- **WRITTEN INSTRUCTION**
Write the records out again, keeping each line exactly as it is.

- **DATA SUPPLIED**
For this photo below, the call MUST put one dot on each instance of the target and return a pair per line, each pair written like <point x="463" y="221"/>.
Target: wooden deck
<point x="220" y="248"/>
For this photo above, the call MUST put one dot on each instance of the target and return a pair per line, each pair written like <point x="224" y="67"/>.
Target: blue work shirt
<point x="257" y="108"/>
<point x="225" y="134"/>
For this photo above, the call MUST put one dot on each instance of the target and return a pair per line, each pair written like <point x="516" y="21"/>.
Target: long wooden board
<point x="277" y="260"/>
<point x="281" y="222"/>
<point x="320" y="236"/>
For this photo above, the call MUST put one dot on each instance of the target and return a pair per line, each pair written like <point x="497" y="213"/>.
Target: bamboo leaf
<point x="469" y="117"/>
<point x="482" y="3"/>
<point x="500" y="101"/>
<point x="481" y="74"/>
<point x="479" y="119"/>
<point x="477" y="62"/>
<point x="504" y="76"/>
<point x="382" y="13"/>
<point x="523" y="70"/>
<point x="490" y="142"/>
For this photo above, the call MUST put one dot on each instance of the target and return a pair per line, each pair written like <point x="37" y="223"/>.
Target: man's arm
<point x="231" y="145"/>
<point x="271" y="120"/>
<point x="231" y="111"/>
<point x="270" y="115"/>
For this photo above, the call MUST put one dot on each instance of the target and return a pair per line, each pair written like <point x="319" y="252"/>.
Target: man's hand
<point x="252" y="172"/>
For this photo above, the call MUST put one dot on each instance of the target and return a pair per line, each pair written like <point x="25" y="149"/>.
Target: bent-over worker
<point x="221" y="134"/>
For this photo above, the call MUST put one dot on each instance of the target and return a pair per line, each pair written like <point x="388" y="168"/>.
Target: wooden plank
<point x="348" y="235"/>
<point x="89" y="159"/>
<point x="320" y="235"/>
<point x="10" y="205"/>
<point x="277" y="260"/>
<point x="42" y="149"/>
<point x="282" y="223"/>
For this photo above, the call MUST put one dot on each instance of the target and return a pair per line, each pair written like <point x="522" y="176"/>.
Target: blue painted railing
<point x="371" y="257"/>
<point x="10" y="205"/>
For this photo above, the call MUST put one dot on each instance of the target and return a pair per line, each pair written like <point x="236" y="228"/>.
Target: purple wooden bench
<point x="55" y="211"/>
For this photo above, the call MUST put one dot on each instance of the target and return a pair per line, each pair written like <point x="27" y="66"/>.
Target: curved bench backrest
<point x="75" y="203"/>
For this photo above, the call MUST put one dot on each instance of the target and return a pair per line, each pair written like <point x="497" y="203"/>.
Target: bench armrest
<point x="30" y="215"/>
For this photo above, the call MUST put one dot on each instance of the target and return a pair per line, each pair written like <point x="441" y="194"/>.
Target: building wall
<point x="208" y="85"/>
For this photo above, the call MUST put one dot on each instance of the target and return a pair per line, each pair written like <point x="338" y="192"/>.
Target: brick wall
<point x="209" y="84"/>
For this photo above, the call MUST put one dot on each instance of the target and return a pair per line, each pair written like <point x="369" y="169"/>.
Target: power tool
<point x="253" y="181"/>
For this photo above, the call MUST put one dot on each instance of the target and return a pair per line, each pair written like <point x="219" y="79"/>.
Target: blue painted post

- **FINISHED EXERCISE**
For this photo below, the call MUST put one dot on each instance of the target and return a pair per line, each pair written like <point x="463" y="221"/>.
Target: wooden deck
<point x="220" y="248"/>
For this photo above, the call MUST put one dot on each instance of the target and return a pair per line, each pair written like <point x="224" y="67"/>.
Target: blue work shirt
<point x="257" y="108"/>
<point x="225" y="134"/>
For this photo above, the call MUST put one dot on each instance of the target and return a pair per line, each pair written like <point x="516" y="21"/>.
Target: long wooden board
<point x="277" y="260"/>
<point x="281" y="222"/>
<point x="320" y="236"/>
For this photo above, the call MUST put one dot on each instance of the target and return a pair per line, each pair written like <point x="497" y="213"/>.
Target: bamboo leaf
<point x="469" y="117"/>
<point x="482" y="3"/>
<point x="500" y="101"/>
<point x="481" y="74"/>
<point x="479" y="119"/>
<point x="477" y="62"/>
<point x="504" y="76"/>
<point x="382" y="13"/>
<point x="523" y="70"/>
<point x="490" y="142"/>
For this photo above, the call MUST put one dot on each instance of the target and return a pair per line, each pair written like <point x="37" y="223"/>.
Target: man's arm
<point x="231" y="145"/>
<point x="271" y="120"/>
<point x="231" y="111"/>
<point x="270" y="115"/>
For this photo above, the call MUST put one dot on each instance of the target and return a pair per line, each pair written like <point x="319" y="252"/>.
Target: man's hand
<point x="252" y="172"/>
For this photo above, the call MUST put one dot on each instance of the target and return a pair per line, each pair written like <point x="25" y="149"/>.
Target: bent-over worker
<point x="221" y="134"/>
For this photo above, the call MUST put one dot on each instance of the target and return a pair per line, each pair written like <point x="388" y="168"/>.
Target: wooden plank
<point x="348" y="235"/>
<point x="89" y="159"/>
<point x="320" y="235"/>
<point x="10" y="205"/>
<point x="277" y="260"/>
<point x="42" y="149"/>
<point x="282" y="223"/>
For this photo above, the call MUST put one dot on each instance of the target and return a pair per line, each pair written like <point x="522" y="176"/>.
Target: blue painted railing
<point x="371" y="257"/>
<point x="10" y="205"/>
For this photo above, the call MUST put one dot on each instance of the target and return a pair per line, each pair written like <point x="236" y="228"/>.
Target: purple wooden bench
<point x="55" y="211"/>
For this photo above, the call MUST put one dot on each instance of the target and return a pair per line, each pair written like <point x="27" y="66"/>.
Target: curved bench backrest
<point x="75" y="203"/>
For this photo above, the call MUST put one dot on each instance of the target and return a pair per line, each pair written like <point x="497" y="203"/>.
Target: bench armrest
<point x="30" y="215"/>
For this photo above, the call MUST put one dot on each instance of the target and return a pair per line, each pair written like <point x="441" y="194"/>.
Target: building wall
<point x="208" y="85"/>
For this photo above, the call MUST put one dot on each instance of the target and return a pair per line, each pair written like <point x="338" y="192"/>.
Target: brick wall
<point x="209" y="84"/>
For this photo above, the call MUST put one dot on each instance of the target and return a pair per line, each pair written like <point x="369" y="169"/>.
Target: power tool
<point x="253" y="181"/>
For this photo above, the call MUST put one dot on each instance of the target and return a pair per line, each pair written like <point x="219" y="79"/>.
Target: blue painted post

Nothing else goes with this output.